%%

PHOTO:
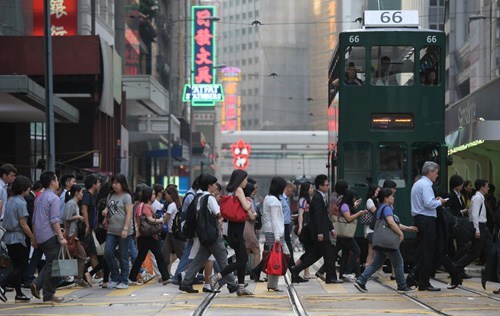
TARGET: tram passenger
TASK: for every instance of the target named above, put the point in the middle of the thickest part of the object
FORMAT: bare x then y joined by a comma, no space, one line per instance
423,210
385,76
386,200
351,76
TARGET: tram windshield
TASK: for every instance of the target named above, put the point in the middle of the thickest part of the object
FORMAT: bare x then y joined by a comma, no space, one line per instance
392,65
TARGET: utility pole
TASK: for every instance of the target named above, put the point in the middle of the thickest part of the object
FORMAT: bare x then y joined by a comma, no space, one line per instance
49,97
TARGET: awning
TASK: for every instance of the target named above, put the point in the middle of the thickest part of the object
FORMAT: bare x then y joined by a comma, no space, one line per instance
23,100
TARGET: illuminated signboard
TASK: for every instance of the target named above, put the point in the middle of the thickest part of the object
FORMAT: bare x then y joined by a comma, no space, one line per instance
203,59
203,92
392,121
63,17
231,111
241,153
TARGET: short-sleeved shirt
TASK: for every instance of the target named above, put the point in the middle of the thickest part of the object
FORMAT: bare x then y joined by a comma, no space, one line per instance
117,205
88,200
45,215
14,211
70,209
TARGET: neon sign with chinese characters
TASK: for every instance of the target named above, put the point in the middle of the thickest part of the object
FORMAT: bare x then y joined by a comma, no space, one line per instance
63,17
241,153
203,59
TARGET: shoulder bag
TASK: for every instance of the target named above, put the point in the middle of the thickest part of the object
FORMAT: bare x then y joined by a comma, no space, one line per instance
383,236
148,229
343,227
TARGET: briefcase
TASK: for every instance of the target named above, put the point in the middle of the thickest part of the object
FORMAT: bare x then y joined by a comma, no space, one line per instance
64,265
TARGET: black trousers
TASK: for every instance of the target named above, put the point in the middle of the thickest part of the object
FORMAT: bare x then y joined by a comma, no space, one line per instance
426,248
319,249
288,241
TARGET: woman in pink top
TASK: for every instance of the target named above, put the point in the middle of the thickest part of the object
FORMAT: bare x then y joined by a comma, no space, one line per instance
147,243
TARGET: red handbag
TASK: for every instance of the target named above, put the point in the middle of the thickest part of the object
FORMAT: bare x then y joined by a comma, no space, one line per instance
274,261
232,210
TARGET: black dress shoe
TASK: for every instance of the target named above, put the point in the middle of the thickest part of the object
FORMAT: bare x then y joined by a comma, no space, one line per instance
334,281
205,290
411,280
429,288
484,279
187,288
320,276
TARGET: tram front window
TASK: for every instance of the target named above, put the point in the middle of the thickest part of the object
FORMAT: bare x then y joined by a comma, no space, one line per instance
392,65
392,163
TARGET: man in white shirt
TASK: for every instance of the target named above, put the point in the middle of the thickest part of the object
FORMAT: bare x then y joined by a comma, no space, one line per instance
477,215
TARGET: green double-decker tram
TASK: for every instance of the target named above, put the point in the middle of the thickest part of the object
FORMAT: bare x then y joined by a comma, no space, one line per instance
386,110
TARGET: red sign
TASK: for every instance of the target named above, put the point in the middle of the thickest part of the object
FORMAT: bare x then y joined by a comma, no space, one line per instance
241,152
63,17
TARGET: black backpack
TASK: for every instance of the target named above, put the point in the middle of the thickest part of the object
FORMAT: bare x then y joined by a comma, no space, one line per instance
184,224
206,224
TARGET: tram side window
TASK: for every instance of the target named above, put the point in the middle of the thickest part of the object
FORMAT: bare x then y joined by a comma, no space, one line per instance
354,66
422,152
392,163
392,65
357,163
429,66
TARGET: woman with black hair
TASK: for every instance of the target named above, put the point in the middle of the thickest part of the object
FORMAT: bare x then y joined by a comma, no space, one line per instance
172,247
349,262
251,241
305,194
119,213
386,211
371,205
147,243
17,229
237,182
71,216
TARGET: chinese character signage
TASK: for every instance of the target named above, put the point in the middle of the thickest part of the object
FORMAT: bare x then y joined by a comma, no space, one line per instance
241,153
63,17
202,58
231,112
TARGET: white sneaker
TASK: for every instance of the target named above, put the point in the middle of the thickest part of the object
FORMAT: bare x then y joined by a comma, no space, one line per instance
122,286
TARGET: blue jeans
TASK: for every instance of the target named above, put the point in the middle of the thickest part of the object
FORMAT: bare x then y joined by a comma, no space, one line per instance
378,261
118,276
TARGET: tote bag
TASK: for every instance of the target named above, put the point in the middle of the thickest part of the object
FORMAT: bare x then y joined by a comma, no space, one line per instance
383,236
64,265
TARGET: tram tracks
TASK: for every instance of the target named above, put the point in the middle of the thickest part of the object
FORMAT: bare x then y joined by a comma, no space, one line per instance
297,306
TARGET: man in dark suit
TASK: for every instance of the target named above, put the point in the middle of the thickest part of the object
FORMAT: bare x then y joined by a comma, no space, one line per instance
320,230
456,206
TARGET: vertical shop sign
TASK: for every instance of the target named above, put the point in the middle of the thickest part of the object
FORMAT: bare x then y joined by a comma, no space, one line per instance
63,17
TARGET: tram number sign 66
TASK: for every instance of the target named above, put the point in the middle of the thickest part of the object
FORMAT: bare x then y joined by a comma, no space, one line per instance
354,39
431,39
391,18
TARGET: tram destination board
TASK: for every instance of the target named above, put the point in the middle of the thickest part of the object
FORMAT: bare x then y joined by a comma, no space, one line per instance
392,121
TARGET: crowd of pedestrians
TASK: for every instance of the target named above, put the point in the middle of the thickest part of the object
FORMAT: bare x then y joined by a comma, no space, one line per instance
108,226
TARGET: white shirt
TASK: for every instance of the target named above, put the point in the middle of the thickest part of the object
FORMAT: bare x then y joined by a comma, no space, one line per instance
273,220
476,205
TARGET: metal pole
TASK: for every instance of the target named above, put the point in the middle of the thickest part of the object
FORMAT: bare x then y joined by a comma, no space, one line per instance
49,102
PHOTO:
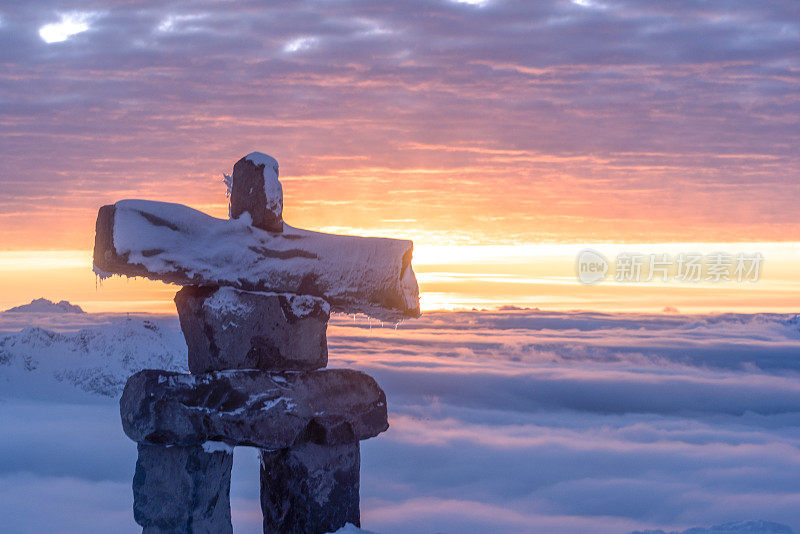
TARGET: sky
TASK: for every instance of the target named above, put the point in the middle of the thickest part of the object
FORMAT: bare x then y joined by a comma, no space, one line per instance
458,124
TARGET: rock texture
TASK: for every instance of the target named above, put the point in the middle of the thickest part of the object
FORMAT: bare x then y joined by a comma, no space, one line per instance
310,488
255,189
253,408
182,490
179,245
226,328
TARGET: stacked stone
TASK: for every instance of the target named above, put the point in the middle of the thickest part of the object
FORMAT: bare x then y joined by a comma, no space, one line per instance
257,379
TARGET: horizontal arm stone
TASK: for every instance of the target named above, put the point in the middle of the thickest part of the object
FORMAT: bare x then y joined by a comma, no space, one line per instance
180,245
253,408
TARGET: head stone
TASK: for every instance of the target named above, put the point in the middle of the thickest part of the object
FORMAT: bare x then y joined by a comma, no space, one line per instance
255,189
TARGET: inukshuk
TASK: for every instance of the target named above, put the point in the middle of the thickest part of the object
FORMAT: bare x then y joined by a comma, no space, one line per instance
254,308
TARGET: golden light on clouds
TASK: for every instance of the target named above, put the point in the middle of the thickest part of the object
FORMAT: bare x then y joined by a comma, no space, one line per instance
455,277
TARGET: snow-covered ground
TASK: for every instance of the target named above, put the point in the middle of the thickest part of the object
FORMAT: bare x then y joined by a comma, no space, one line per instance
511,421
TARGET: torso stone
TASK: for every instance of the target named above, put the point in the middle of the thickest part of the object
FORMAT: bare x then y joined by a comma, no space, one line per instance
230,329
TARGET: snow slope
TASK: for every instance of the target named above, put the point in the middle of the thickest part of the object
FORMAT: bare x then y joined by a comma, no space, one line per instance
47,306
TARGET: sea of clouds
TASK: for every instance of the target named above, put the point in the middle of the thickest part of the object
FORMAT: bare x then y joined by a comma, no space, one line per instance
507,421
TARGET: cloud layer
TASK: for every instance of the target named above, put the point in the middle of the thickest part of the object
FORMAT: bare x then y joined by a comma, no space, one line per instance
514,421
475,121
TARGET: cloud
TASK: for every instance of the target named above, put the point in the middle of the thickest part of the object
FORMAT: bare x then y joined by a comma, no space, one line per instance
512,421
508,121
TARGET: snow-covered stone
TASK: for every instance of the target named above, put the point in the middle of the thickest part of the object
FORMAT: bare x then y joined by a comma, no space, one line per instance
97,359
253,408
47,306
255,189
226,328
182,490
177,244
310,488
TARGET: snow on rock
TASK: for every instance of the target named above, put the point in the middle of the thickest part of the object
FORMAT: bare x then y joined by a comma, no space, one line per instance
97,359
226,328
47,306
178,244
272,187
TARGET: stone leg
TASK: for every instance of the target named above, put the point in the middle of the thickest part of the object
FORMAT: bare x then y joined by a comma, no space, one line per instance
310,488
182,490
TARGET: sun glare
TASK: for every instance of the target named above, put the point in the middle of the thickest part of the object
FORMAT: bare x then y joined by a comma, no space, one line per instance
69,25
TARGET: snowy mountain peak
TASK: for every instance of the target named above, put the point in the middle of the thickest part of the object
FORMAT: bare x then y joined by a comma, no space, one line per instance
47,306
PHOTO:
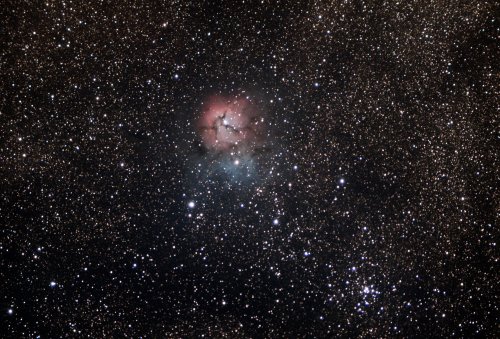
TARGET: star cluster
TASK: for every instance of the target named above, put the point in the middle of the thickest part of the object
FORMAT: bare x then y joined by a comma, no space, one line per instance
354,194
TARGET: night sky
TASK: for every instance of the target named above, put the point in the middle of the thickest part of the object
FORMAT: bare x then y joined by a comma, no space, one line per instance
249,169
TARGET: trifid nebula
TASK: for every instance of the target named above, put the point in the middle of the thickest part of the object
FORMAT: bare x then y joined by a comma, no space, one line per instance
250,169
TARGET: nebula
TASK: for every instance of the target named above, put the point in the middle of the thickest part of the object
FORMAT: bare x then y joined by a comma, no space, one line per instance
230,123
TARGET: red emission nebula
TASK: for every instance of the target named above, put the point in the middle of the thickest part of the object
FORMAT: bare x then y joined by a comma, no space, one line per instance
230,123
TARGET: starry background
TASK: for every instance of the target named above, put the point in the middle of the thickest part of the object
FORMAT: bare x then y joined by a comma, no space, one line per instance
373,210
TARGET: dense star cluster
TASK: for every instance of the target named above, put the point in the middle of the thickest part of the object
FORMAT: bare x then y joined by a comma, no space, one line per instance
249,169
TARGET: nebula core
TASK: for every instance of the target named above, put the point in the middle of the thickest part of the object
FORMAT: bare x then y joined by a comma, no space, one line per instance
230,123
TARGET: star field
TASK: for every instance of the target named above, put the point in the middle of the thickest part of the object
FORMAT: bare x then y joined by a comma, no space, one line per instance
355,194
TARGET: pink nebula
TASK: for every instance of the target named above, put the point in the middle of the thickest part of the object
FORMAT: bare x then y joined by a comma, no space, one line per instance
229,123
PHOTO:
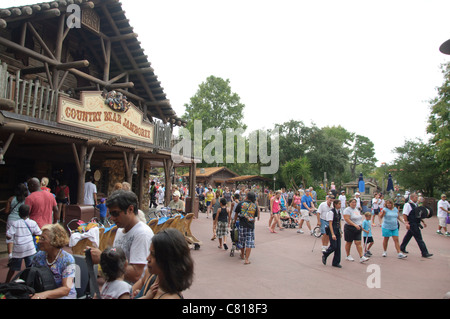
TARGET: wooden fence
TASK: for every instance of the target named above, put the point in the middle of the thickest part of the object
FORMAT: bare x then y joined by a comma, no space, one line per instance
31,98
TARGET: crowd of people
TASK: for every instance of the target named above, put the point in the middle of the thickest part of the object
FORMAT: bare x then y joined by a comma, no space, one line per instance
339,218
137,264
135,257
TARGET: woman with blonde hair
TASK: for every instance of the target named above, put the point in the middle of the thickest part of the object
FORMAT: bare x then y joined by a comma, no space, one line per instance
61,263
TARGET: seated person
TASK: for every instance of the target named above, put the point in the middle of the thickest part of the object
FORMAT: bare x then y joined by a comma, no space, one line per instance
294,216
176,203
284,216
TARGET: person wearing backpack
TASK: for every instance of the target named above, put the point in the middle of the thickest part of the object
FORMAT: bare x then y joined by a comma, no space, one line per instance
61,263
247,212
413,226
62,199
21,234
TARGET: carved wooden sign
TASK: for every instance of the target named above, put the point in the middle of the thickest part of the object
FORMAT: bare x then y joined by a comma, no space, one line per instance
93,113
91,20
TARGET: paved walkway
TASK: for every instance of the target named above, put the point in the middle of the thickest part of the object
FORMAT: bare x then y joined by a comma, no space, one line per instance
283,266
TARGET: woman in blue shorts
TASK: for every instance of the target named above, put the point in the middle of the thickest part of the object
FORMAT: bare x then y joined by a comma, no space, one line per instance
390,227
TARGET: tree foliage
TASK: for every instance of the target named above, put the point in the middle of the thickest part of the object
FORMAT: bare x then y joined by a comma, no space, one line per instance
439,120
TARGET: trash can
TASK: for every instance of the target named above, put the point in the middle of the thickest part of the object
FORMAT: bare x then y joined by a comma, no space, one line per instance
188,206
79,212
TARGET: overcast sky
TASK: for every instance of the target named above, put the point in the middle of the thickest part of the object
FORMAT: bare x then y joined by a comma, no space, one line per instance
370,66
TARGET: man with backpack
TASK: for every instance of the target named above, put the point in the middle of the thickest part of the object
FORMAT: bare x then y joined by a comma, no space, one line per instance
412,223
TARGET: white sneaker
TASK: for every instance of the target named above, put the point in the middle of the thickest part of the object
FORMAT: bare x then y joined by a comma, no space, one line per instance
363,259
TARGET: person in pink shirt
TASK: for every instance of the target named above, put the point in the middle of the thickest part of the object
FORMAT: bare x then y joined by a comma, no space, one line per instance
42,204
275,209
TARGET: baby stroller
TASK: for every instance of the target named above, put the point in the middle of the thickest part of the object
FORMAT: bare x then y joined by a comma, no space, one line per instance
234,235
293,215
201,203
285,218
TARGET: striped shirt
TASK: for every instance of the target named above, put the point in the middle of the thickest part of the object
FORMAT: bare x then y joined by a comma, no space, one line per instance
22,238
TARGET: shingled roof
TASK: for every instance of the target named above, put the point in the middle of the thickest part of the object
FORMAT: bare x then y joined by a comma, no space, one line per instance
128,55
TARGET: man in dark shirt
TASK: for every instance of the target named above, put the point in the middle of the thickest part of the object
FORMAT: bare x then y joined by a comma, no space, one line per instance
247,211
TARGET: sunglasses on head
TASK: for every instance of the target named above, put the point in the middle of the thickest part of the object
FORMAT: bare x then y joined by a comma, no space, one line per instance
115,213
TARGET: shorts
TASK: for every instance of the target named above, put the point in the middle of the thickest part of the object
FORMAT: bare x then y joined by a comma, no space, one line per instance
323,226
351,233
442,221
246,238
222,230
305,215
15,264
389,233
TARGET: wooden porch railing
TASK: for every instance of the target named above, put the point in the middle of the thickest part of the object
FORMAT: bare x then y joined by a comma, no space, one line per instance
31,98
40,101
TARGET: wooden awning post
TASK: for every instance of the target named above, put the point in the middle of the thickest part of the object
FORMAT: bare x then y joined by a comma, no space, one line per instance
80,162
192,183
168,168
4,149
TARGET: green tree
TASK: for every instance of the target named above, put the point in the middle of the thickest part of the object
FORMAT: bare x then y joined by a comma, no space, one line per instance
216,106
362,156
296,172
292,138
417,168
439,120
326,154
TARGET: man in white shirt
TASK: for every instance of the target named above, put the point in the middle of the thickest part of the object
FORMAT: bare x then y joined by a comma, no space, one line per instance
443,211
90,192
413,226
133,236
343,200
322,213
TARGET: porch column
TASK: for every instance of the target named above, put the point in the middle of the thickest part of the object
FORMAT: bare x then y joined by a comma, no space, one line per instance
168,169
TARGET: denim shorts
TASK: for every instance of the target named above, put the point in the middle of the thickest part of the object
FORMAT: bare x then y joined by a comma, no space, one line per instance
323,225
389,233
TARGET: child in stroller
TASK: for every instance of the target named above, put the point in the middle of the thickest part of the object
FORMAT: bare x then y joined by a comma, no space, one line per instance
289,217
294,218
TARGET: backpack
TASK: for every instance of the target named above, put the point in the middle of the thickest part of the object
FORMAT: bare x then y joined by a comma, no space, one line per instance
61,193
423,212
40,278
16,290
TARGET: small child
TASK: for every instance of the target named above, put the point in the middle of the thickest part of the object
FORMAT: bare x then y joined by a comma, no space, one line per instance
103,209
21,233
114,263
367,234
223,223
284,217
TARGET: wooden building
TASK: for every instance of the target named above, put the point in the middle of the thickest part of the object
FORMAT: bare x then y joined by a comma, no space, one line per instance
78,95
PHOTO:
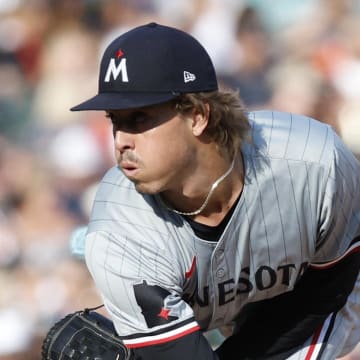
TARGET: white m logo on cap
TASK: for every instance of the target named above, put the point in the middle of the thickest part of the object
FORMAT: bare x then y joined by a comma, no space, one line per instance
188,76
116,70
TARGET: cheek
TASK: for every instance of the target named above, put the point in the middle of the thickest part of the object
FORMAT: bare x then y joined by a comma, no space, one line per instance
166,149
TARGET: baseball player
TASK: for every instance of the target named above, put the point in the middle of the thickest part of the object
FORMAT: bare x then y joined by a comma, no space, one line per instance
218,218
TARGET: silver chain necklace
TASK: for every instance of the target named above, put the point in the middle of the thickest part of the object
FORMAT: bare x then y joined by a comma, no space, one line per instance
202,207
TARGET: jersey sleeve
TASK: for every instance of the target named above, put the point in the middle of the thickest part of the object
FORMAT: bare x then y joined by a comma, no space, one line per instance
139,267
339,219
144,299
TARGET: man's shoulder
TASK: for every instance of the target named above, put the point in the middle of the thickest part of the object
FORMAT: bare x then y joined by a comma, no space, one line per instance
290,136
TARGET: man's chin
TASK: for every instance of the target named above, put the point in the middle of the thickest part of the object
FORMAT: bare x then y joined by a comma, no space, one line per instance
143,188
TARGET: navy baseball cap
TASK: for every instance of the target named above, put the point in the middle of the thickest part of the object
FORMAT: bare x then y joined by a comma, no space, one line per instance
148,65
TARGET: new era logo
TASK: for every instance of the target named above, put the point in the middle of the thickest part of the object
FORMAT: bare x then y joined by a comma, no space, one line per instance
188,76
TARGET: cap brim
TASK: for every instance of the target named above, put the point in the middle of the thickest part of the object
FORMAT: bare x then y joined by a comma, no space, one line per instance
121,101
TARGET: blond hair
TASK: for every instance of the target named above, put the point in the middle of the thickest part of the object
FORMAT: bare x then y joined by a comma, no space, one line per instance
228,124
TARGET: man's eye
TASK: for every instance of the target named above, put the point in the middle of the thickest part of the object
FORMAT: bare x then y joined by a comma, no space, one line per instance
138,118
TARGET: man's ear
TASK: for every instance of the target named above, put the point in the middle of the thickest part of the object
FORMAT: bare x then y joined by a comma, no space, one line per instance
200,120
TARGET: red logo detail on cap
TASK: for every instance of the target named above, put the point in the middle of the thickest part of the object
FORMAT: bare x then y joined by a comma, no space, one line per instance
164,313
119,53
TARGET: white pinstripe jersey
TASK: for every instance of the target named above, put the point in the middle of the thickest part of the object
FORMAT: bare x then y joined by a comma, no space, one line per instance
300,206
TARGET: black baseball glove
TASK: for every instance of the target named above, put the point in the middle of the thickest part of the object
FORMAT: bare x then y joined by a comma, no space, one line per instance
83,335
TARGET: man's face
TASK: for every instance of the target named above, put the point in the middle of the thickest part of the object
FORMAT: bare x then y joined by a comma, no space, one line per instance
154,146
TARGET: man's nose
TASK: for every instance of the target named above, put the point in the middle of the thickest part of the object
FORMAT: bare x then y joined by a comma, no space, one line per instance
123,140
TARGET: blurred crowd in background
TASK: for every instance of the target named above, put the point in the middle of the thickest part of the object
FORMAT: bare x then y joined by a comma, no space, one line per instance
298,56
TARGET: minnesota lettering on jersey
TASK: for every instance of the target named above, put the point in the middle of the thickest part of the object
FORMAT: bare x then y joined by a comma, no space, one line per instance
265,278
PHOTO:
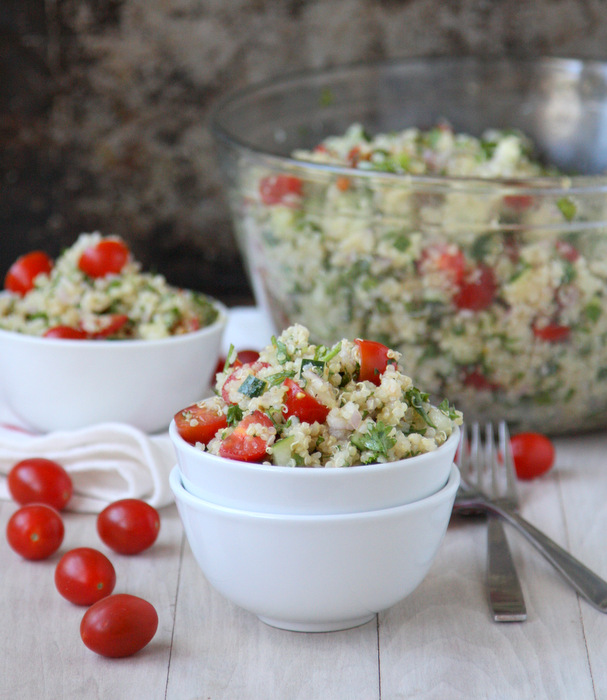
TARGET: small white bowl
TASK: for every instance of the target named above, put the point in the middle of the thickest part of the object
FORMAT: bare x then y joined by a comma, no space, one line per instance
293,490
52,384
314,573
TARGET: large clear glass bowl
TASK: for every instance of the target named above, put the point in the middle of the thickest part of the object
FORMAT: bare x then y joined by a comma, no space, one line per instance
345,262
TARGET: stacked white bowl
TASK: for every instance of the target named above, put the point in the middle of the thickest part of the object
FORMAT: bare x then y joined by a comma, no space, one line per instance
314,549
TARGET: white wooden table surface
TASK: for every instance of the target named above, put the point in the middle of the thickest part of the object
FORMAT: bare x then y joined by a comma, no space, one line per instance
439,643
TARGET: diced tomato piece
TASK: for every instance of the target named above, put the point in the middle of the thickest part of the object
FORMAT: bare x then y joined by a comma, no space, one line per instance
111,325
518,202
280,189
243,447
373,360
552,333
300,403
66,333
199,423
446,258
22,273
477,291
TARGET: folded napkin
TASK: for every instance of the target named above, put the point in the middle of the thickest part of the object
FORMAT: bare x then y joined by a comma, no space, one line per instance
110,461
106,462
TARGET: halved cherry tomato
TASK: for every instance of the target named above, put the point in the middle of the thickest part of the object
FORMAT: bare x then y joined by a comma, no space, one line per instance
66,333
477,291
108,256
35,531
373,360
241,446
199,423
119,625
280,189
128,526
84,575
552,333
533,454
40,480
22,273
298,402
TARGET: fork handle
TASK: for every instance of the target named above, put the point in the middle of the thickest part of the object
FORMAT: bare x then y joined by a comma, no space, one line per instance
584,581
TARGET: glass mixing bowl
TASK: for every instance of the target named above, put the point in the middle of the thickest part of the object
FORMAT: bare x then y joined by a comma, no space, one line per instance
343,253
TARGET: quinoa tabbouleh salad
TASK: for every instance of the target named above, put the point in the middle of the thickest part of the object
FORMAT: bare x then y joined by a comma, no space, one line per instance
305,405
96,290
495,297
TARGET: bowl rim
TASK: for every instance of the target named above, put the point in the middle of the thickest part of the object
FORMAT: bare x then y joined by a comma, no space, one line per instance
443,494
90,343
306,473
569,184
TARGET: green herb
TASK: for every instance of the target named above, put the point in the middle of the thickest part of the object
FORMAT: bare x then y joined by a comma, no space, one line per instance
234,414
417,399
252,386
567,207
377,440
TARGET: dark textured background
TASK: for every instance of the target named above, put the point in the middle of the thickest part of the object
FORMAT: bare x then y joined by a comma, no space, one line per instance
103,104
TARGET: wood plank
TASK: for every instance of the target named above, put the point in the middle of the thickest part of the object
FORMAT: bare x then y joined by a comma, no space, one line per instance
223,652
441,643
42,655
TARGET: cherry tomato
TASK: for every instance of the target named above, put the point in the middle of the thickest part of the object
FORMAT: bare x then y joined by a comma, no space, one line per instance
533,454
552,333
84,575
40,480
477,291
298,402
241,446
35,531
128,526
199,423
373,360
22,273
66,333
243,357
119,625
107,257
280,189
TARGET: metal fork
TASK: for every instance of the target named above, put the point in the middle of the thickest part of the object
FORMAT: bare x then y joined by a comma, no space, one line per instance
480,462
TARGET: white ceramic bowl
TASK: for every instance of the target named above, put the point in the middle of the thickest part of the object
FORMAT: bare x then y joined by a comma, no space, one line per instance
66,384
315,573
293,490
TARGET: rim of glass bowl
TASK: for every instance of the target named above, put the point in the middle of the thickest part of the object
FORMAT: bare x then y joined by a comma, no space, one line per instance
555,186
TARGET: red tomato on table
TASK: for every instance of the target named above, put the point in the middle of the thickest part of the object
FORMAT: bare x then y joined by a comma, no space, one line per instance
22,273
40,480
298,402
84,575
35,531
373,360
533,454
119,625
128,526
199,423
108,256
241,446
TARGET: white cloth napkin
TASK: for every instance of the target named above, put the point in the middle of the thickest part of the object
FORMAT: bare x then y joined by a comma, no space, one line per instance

%%

> [Your goal]:
Nothing but the lines from the first line of the listing above to the line containing "TARGET: tram windshield" should appear in the answer, each one exact and with no pictures.

> [The completed task]:
PHOTO:
TARGET: tram passenger
TASK: for every instance of the target named above, put the point in the middle of the thickest part of the object
FORMAT: bare x then y joined by a comma, no space, one line per instance
423,210
385,76
386,200
351,76
TARGET: tram windshield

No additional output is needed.